» **SOURCE EXCERPT**:
Because this tool requires the [`OpenSearch Python client`](https://opensearch-project.github.io/opensearch-py/), OpenSearch (OS) and OpenSearch Dashboards (OSD) must already be configured. Installations for OS can be found [here](https://opensearch.org/docs/latest/opensearch/install/index/) while installations for OSD can be found [here](https://opensearch.org/docs/latest/dashboards/install/index/). 

## Overview

Assuming data is on hand (if data needs to be generated see the `sample_data_generator` directory), now what? Ingest it, of course! 

This tool handles the ingestion of documents into a desired index name. Given a data template (or user provided data file), this tool will either generate the data or simply read from the data file and ingest them into an index with the `BULK` API. 

## Methods

- `ingest_from_user_data()`: Given a filename, this function will read from the file and return a list of documents read.
    - **Arguments:**
        - `filename` (string): The filename of the data file. This can be a `.json` or `.csv` file, zipped or unzipped (with the extension `.gz`).

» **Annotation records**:
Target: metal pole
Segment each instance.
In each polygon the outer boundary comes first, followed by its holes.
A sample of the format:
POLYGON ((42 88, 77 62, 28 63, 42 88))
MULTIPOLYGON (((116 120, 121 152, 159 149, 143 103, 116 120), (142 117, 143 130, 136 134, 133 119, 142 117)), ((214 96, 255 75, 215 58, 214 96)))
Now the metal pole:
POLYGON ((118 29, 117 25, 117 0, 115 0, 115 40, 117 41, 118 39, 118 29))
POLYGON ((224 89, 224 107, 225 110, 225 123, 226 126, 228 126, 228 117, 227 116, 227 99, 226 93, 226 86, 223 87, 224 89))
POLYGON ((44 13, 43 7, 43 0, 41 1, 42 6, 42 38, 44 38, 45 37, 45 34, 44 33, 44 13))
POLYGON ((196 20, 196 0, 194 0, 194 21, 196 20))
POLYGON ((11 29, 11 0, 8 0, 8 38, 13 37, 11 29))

» **WHAT THIS EXERCISE ASKS**:
[1] Rewrite the rows from their first line through the line containing "POLYGON ((196 20, 196", replacing "metal pole" with "steel pole" and leaving everything else unchanged.
[2] Supply the next part of the documentation for the OpenSearch ingestion tool, picking up right after its final sentence.

» **OUTPUTS FOR THE TASKS**:
[1]
Target: steel pole
Segment each instance.
In each polygon the outer boundary comes first, followed by its holes.
A sample of the format:
POLYGON ((42 88, 77 62, 28 63, 42 88))
MULTIPOLYGON (((116 120, 121 152, 159 149, 143 103, 116 120), (142 117, 143 130, 136 134, 133 119, 142 117)), ((214 96, 255 75, 215 58, 214 96)))
Now the steel pole:
POLYGON ((118 29, 117 25, 117 0, 115 0, 115 40, 117 41, 118 39, 118 29))
POLYGON ((224 89, 224 107, 225 110, 225 123, 226 126, 228 126, 228 117, 227 116, 227 99, 226 93, 226 86, 223 87, 224 89))
POLYGON ((44 13, 43 7, 43 0, 41 1, 42 6, 42 38, 44 38, 45 37, 45 34, 44 33, 44 13))
POLYGON ((196 20, 196 0, 194 0, 194 21, 196 20))

[2]
    - **Returns:**
        - A list of documents read from the file. Note that timestamp fields will not be updated in this function.
- `ingest_validation()`: Given various arguments, this function will validate input and raise errors if input is invalid.
    - **Arguments (all optional):**
        - `client` (OpenSearch object): The OpenSearch object used to make the API call to OS.
        - `data_template` (string or dict): The template used to generate documents. See the generation tool for reference.
        - `index_name` (string): The name of the target index in which documents will be ingested.
        - `mapping` (boolean): Whether the `data_template` is a JSON [mapping](https://opensearch.org/docs/latest/opensearch/mappings/).
        - `file_provided` (boolean): Whether the `data_template` is a file that contains the template to generate documents.
        - `number` (integer): How many documents to generate (if `minutes` was specified, `number` was automatically calculated as the number of minutes per day divided by `minutes`).
        - `minutes` (integer): The time interval between each successive data point (e.g. if minutes = 2, this tool will generate documents with timestamps that are 2 minutes apart from one another).
        - `chunk` (integer): The maximum amount of documents that can be ingested per `BULK` call.
        - `timestamp` (string): The *field name* which contains a timestamp. For the purposes of this tool, only `unix time` (in milliseconds) is supported.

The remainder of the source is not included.